**AIM OF THE TASK:** Extend the passage about the AUC campus survey by writing what comes after its final sentence.

AUC encompasses extensive open spaces, including plazas and gardens. When spending time in a campus open space, the survey reflected that greenery, landscape and shelter from the sun or rain are the main points to consider in designing an open space.
The library was singled out as the idea place for studying and working. When it’s time to enjoy food and beverages, L’Aroma and the AUC Library gardens were the most liked for their presence in an open space with greenery, followed by Quick for its convenience and affordability. Similarly, for leisure, relaxation or socializing, the gardens were the most favored, followed by the fountains.
Campus Access and Student Residences
On-campus student residences were also an area of importance, considering their role in integrating students into the living-learning community. Students highlighted the following factors they look for when choosing accommodation: security and safety; affordability of living on campus; spaces for individual or group study; flexibility of living, such as dorm size and style, and number of residents per unit; and common spaces to gather and socialize.
Non-resident members’ habits were also explored. Typically, 51% of AUC community members drive to get to campus every day, 27% ride a bus or shuttle, 14% carpool or are dropped off, with only a minority walking to campus because they either live in the dorms or nearby. Nearly half of the respondents access campus through Gate 4, while 21% use Gate 5. In other words, the southern side of campus has the highest traffic flow into campus. As for the northern side, Gate 2 is the primary entrance gate.
The choice of preferred entry gate was predominantly based on proximity to the workplace and classes, accounting for nearly half of the total responses, followed by proximity to the buses. Following that, 13% of respondents choose the gate with the most available parking spaces.
In fact, Gate 4 was described as featuring a “strategic location”, due to its nearby access to many different buildings, including the student residences and campus day care. As for Gate 5, it’s preferred for its closeness to commercial activities, including Point 90 mall and its connection to both AUC and public buses. On the other hand, Gate 2 is favored for its scenic garden views and lack of traffic.

**ENTRIES SUPPLIED:**
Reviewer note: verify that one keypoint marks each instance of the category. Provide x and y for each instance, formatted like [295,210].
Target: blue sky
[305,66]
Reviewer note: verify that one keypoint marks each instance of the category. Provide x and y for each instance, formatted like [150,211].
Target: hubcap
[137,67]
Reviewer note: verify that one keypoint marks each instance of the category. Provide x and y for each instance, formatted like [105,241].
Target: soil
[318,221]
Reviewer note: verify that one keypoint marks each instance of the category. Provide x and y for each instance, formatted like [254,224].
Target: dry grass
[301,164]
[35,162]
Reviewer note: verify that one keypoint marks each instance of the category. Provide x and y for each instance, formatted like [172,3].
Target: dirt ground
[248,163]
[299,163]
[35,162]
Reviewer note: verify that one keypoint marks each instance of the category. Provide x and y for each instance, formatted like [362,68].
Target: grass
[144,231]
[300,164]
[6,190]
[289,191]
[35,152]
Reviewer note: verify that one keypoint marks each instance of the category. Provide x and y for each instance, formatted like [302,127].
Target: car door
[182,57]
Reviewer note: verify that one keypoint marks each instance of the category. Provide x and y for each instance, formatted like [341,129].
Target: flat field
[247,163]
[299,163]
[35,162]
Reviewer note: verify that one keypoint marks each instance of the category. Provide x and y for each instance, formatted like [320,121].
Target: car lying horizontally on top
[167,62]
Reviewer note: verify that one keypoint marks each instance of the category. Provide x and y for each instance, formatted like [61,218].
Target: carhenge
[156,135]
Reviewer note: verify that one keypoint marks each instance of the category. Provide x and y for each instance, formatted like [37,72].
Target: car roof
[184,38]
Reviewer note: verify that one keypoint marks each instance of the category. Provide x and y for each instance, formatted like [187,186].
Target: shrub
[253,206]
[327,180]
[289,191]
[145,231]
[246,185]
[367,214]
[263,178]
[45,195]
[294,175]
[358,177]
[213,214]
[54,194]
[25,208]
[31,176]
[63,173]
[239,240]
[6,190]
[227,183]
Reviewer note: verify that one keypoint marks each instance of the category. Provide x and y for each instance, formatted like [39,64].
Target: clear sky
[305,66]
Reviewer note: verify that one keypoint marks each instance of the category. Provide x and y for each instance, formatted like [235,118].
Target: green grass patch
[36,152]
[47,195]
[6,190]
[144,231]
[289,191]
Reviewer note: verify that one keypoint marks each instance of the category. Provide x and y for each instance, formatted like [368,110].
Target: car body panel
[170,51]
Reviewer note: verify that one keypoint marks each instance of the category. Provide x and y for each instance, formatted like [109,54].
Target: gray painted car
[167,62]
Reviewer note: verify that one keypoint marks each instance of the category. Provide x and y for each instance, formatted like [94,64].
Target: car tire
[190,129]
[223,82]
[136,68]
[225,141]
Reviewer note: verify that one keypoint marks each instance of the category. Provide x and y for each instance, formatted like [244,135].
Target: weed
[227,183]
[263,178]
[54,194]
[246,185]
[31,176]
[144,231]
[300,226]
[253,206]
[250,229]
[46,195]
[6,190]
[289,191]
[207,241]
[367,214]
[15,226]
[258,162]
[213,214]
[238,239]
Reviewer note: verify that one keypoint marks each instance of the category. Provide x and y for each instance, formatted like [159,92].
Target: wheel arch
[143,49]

**OUTPUT OF THE EXERCISE:**
However, being on campus didn’t seem to influence how often members visit commercial establishments in New Cairo for shopping, dining, recreation or other purposes. While 28% of respondents are active multiple times per week, 25% rarely spend time in New Cairo when on campus. When they do, Point 90 ranks first in traffic inflow from AUC.
The Campus Plan team alongside the Office of Facilities and Campus Plan Steering Committee have joined forces to identify academic space needs across departments and Schools to better inform long- and near-term planning recommendations.
Similarly, AUC’s Office of Sustainability has been heavily involved in the planning process, exploring and closely examining methods of making future growth environmentally sustainable, especially with respect to transportation, service infrastructure and landscape.
Furthermore, the team has been analyzing what types of research and industries will be paramount in the future through a series of focus groups and interviews with alumni, students, and development partners. In doing so, the objective is to grasp how AUC New Cairo can promote collaboration with existing and future industry innovators to strengthen AUC’s position as a leader in cutting-edge research and teaching.
With the survey results in mind, flexibility is on top of the list of priorities.
“Since the Spring 2020 semester, we have been evaluating how the campus can be more flexible in serving our academic and urban communities, both during COVID and non-COVID times,” elaborated Megahed. “This includes design of landscapes that encourage healthy lifestyles, encompassing promotion of sustainable mobility choices, provision of flexible teaching spaces that can support interactive online and in-person learning interchangeably, and envisioning living spaces that foster a community across diverse members, without compromising safety.”